Return every line of the items below that contains the word "white", copying each one in full.

* Start INFORMATION SUPPLIED *

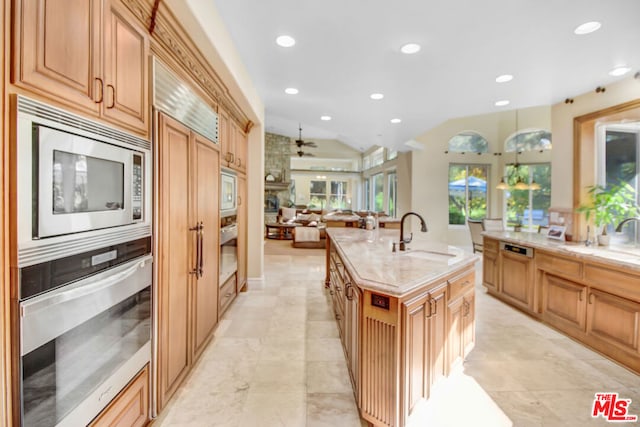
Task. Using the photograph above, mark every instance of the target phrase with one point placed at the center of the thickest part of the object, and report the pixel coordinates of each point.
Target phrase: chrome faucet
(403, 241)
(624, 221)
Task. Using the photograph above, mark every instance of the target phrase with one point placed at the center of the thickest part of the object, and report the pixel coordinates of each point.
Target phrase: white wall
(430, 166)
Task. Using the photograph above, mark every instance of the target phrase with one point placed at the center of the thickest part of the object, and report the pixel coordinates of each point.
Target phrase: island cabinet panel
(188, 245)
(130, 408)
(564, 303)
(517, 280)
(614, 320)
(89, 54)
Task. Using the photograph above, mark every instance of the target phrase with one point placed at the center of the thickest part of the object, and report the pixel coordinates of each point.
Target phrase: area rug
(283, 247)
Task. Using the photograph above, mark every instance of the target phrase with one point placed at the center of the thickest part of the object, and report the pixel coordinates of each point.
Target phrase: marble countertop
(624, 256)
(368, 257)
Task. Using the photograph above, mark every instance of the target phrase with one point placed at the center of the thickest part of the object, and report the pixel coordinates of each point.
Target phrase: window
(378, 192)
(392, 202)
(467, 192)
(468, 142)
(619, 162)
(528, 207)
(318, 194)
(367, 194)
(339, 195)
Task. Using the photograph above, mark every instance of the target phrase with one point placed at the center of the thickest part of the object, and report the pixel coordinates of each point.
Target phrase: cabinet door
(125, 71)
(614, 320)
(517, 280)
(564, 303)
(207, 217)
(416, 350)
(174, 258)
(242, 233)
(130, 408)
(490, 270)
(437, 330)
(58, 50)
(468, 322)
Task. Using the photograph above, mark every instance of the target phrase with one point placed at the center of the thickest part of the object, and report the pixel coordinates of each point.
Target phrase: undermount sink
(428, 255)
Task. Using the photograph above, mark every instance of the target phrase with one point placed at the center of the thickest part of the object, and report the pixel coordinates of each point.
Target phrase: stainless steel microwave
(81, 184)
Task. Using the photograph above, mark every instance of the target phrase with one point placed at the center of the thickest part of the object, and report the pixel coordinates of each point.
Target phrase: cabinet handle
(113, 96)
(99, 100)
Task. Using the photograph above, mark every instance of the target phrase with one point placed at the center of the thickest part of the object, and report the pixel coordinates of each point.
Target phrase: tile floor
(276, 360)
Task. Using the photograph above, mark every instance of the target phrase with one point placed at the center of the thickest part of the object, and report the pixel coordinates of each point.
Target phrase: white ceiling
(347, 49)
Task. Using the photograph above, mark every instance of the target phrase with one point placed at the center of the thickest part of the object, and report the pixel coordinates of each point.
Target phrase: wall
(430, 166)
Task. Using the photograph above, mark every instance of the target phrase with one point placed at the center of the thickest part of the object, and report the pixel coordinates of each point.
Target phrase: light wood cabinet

* End INFORMATION SUPPLIED *

SOLUTION TO THIS EXERCISE »
Target phrase: white wall
Target phrase: white ceiling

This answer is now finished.